* begin DATASET RECORDS *

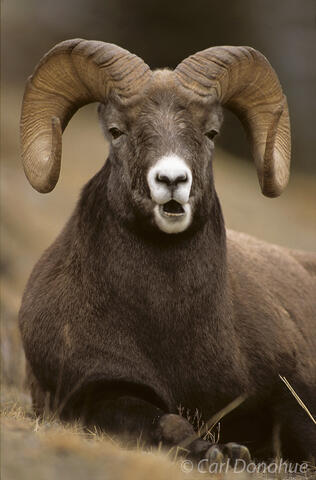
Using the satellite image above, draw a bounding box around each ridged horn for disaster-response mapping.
[175,46,291,197]
[21,39,151,193]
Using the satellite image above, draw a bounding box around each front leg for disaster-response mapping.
[154,414,251,464]
[63,385,250,463]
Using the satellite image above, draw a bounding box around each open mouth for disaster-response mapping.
[161,200,185,217]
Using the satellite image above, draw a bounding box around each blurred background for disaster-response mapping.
[1,0,316,389]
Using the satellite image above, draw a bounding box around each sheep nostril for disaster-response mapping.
[156,173,188,186]
[174,173,188,184]
[156,173,172,185]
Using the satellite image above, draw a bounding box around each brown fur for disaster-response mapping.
[20,77,316,459]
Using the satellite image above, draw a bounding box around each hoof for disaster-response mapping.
[155,413,194,445]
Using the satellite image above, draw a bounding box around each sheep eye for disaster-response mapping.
[109,127,123,140]
[205,130,218,140]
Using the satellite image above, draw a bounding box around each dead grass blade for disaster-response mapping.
[279,375,316,425]
[178,395,247,449]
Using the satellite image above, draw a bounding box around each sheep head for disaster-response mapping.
[21,39,290,233]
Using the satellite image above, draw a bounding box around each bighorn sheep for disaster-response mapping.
[20,39,316,459]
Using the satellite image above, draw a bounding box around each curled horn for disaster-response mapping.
[21,39,151,193]
[175,46,291,197]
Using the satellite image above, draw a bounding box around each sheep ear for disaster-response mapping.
[21,39,152,193]
[97,103,108,137]
[175,46,291,197]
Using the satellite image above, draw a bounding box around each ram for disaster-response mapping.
[20,39,316,460]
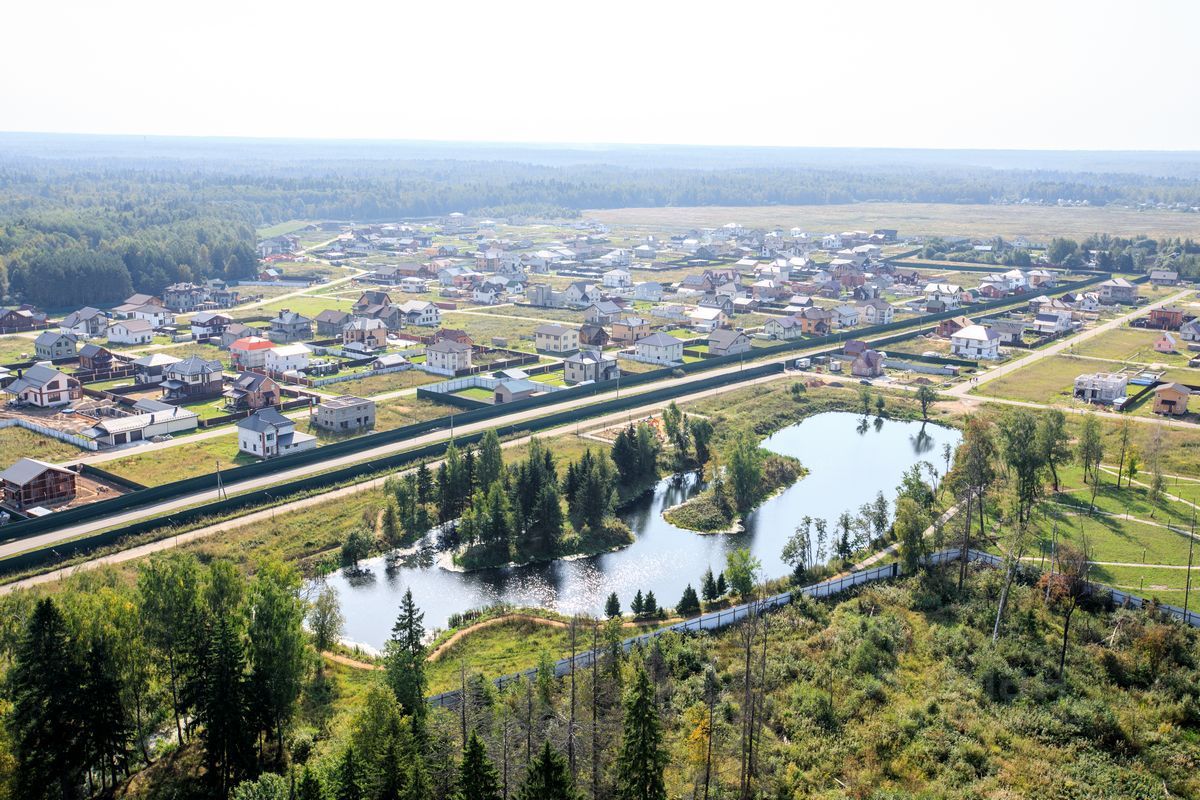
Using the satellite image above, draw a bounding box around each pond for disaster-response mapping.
[328,411,959,648]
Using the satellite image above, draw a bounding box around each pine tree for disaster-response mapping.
[676,583,700,616]
[10,599,85,799]
[458,730,500,800]
[517,739,578,800]
[617,667,667,800]
[700,567,721,603]
[384,589,426,730]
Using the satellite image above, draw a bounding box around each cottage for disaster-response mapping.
[79,342,113,372]
[342,317,388,351]
[263,344,312,377]
[950,325,1000,360]
[238,408,317,458]
[1099,278,1138,305]
[229,336,275,371]
[421,339,470,378]
[636,333,683,365]
[0,458,76,511]
[1154,383,1192,416]
[266,308,312,344]
[107,319,154,344]
[132,353,180,384]
[4,363,83,408]
[612,317,650,344]
[222,372,282,411]
[59,306,108,336]
[762,317,804,339]
[563,350,620,386]
[1075,372,1129,404]
[34,331,79,361]
[580,323,608,348]
[313,395,376,433]
[158,355,224,403]
[708,329,750,356]
[533,325,580,353]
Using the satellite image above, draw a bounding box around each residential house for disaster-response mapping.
[313,308,354,339]
[79,342,113,372]
[34,331,79,361]
[950,325,1000,360]
[132,353,180,384]
[107,319,154,344]
[636,333,683,365]
[1075,372,1129,404]
[222,372,283,411]
[421,339,470,378]
[583,300,625,325]
[708,327,750,356]
[263,343,312,377]
[563,349,620,386]
[1154,383,1192,416]
[313,395,376,433]
[580,323,608,348]
[533,324,580,353]
[59,306,108,336]
[229,336,275,371]
[850,349,883,378]
[4,363,83,408]
[0,458,76,511]
[266,308,312,344]
[762,317,804,339]
[612,317,650,344]
[238,408,317,458]
[1099,278,1138,305]
[396,300,442,327]
[191,311,233,342]
[158,355,224,403]
[342,317,388,350]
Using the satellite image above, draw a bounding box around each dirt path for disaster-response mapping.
[425,614,566,661]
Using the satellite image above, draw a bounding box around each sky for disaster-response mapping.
[0,0,1200,150]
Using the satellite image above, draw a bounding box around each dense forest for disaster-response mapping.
[0,140,1200,308]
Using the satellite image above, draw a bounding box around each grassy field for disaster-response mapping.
[0,427,86,469]
[584,203,1200,240]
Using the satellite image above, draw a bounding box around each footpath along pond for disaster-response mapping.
[326,411,960,648]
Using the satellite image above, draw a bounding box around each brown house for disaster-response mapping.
[0,458,76,511]
[1154,384,1192,416]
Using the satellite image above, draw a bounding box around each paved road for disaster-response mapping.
[942,289,1192,397]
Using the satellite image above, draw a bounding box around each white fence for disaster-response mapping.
[0,417,100,450]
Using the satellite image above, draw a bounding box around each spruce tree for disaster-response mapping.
[458,730,500,800]
[517,739,578,800]
[604,591,620,619]
[617,667,667,800]
[8,597,86,800]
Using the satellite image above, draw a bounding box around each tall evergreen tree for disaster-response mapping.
[617,666,667,800]
[458,730,500,800]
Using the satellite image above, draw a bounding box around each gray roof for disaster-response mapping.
[0,458,74,486]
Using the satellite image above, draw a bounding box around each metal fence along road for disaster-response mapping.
[427,548,1200,709]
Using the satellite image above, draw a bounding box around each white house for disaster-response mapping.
[108,319,154,344]
[238,408,317,458]
[950,325,1000,360]
[635,333,683,363]
[263,342,312,375]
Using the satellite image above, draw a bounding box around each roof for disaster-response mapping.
[0,458,74,486]
[238,408,295,433]
[637,333,683,347]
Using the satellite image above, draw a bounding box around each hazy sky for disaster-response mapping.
[0,0,1200,150]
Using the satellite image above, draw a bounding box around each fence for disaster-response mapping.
[427,548,1200,709]
[0,417,100,450]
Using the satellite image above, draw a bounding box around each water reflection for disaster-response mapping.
[330,413,959,646]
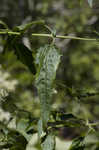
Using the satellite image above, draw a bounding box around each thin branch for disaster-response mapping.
[0,31,21,35]
[0,31,97,41]
[32,33,97,41]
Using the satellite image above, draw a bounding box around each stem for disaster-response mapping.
[32,33,97,41]
[0,31,97,41]
[0,31,20,35]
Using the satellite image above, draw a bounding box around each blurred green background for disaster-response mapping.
[0,0,99,150]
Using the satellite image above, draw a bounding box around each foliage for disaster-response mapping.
[0,0,99,150]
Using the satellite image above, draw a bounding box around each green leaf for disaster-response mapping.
[35,45,61,127]
[0,20,8,29]
[88,0,93,7]
[41,133,55,150]
[13,42,36,74]
[13,20,45,32]
[16,119,32,142]
[69,137,85,150]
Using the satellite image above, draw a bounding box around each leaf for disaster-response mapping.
[41,133,55,150]
[88,0,93,7]
[13,20,45,32]
[35,45,61,127]
[69,137,85,150]
[0,20,8,29]
[13,42,36,74]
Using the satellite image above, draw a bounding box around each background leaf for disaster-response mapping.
[88,0,93,7]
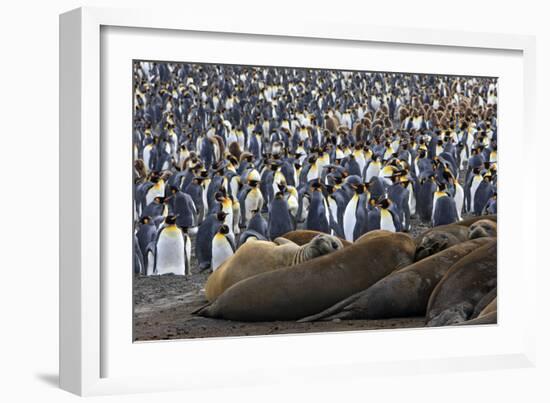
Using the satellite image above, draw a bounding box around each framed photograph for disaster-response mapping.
[60,8,536,395]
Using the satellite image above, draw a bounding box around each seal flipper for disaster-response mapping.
[297,290,365,323]
[191,302,213,317]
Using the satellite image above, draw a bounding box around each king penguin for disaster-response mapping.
[211,224,235,272]
[432,183,458,227]
[343,183,366,242]
[154,216,191,276]
[377,198,401,232]
[268,192,293,239]
[195,211,226,271]
[306,182,330,234]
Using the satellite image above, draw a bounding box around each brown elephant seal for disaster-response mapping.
[477,297,497,318]
[468,219,497,239]
[281,229,351,247]
[205,233,343,301]
[196,231,415,321]
[415,224,468,261]
[471,287,497,318]
[426,238,497,326]
[299,238,489,322]
[454,311,497,326]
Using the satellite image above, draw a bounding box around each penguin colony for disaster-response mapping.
[133,62,498,332]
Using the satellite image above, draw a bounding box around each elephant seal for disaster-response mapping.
[426,238,497,326]
[205,234,342,301]
[477,297,497,318]
[454,311,497,326]
[196,231,415,322]
[281,229,351,247]
[468,219,497,239]
[298,238,489,322]
[415,224,468,261]
[471,287,497,318]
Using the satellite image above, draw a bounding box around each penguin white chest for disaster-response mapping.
[470,175,483,212]
[244,188,263,223]
[145,184,164,205]
[365,162,380,182]
[380,209,395,232]
[344,195,359,242]
[212,234,233,271]
[156,226,188,275]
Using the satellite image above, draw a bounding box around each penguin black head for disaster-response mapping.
[377,198,391,209]
[218,224,229,235]
[311,181,323,191]
[139,215,151,224]
[216,211,227,222]
[164,215,178,225]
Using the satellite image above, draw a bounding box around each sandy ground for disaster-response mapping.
[134,216,444,341]
[134,273,424,341]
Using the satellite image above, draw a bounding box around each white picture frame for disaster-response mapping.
[60,8,537,395]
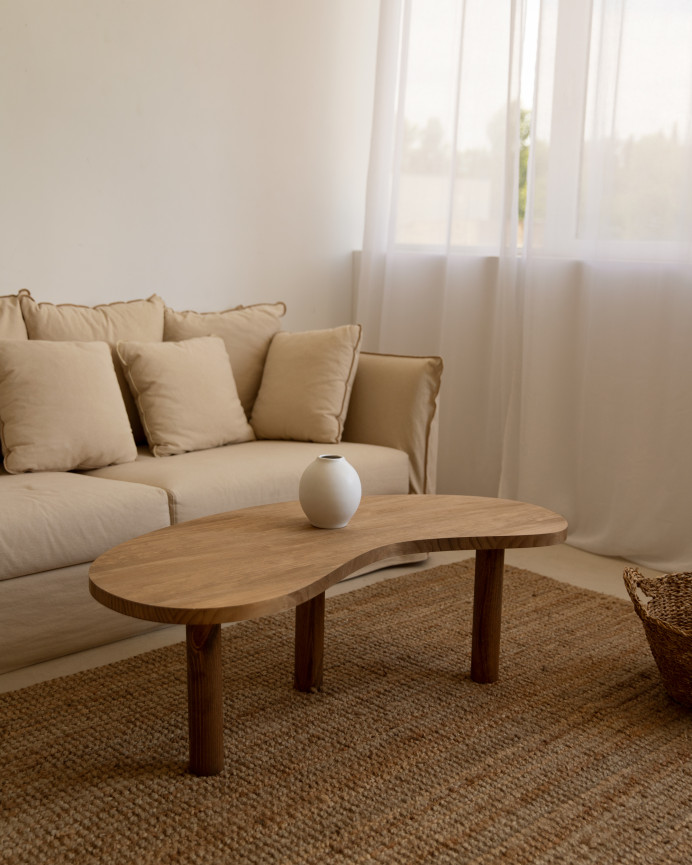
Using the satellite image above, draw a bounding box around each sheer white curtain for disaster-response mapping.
[358,0,692,570]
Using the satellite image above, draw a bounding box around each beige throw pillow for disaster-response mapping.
[163,303,286,417]
[0,288,29,339]
[117,336,255,456]
[251,324,361,443]
[0,340,137,474]
[20,294,164,442]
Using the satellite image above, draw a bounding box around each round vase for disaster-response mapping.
[298,454,361,529]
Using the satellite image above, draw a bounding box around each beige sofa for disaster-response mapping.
[0,291,442,672]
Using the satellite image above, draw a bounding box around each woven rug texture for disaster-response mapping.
[0,562,692,865]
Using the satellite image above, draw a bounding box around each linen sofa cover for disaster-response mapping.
[0,469,169,580]
[0,291,442,672]
[88,440,409,520]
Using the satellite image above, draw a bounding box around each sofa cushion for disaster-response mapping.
[0,562,170,675]
[0,340,137,474]
[344,352,443,493]
[0,288,29,339]
[20,294,164,442]
[117,336,255,456]
[163,303,286,417]
[0,472,169,591]
[250,324,361,443]
[89,441,409,523]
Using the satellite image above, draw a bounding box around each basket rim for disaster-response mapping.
[623,568,692,639]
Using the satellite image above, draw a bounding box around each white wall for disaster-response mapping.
[0,0,379,329]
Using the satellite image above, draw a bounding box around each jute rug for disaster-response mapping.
[0,563,692,865]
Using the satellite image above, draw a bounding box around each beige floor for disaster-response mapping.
[0,544,655,693]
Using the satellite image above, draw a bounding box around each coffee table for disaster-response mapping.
[89,495,567,775]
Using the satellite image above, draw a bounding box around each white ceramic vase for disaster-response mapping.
[298,454,361,529]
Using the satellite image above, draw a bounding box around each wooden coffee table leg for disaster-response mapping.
[186,625,223,775]
[471,550,505,683]
[293,592,324,691]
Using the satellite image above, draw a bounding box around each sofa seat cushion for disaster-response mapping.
[0,472,169,580]
[89,441,409,534]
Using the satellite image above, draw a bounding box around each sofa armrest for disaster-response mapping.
[343,352,442,493]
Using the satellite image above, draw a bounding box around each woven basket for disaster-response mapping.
[623,568,692,707]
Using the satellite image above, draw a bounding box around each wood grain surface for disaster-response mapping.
[89,495,567,625]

* end DATASET RECORDS *

▶ **WHAT TO PRODUCE**
Gather every line in the rows above that contains the word "road", and copy each one in full.

▶ **CORRECT OUTPUT**
Using the satellite image above, draw a bounding box around each paved road for disaster-response mapping.
Using the satellite image above, draw a bounding box around each metal fence along road for disaster-response mapping.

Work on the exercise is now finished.